■ **Aufgabenstellung**: Entnehmen Sie dem Artikel zur Hilfe bei der Vorteilssicherung nach § 257 StGB wörtlich den Abschnitt, der bei „3. Hat B dem“ beginnt und bei „in der Tat!“ endet.

3. Hat B dem T im Sinne des § 257 Abs. 1 StGB Hilfe zur Vorteilssicherung geleistet, als er das gestohlene Auto in seiner Scheune versteckte?

Genau, so ist das!

Hilfeleisten meint jede Handlung, die objektiv geeignet ist, die Vorteile dagegen zu sichern, dass sie dem Vortäter zugunsten des Verletzten entzogen werden.E ist T langsam auf die Schliche gekommen. Er hat gegen T einen Herausgabeanspruch aus § 985 BGB. Dieser ist auch nicht verjährt (§ 197 Abs. 1 Nr. 2 Var. 1 BGB). B hat das Auto versteckt, damit E es nicht finden und T dadurch entziehen könnte. Er hat T zur Vorteilssicherung Hilfe geleistet.

4. Sofern ein Strafausschließungsgrund vorliegt, bleibt B dennoch straffrei (§ 257 Abs. 3 StGB).

Ja, in der Tat!

■ **Datenauszüge**:
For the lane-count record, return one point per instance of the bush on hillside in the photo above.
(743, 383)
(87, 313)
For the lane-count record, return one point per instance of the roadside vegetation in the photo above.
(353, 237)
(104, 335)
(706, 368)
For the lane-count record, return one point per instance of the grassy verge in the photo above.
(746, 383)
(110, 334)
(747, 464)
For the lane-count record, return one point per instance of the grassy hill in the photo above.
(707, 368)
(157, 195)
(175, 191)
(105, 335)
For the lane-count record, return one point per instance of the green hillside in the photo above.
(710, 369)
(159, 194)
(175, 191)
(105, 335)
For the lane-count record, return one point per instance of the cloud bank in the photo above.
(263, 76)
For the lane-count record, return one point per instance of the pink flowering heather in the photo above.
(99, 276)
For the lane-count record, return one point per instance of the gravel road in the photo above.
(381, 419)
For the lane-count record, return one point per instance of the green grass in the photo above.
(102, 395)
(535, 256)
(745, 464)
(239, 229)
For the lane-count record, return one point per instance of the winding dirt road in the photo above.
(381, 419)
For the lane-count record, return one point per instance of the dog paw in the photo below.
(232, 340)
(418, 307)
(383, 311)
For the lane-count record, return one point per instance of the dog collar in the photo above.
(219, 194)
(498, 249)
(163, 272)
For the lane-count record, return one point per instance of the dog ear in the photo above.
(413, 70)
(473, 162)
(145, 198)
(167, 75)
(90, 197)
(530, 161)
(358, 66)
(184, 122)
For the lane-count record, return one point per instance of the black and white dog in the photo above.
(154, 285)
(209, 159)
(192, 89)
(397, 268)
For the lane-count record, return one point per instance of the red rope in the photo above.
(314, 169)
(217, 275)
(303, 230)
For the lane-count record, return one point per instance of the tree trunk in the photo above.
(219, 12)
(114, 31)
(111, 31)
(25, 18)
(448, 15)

■ **Antwort**:
3. Hat B dem T im Sinne des § 257 Abs. 1 StGB Hilfe zur Vorteilssicherung geleistet, als er das gestohlene Auto in seiner Scheune versteckte?

Genau, so ist das!

Hilfeleisten meint jede Handlung, die objektiv geeignet ist, die Vorteile dagegen zu sichern, dass sie dem Vortäter zugunsten des Verletzten entzogen werden.E ist T langsam auf die Schliche gekommen. Er hat gegen T einen Herausgabeanspruch aus § 985 BGB. Dieser ist auch nicht verjährt (§ 197 Abs. 1 Nr. 2 Var. 1 BGB). B hat das Auto versteckt, damit E es nicht finden und T dadurch entziehen könnte. Er hat T zur Vorteilssicherung Hilfe geleistet.

4. Sofern ein Strafausschließungsgrund vorliegt, bleibt B dennoch straffrei (§ 257 Abs. 3 StGB).

Ja, in der Tat!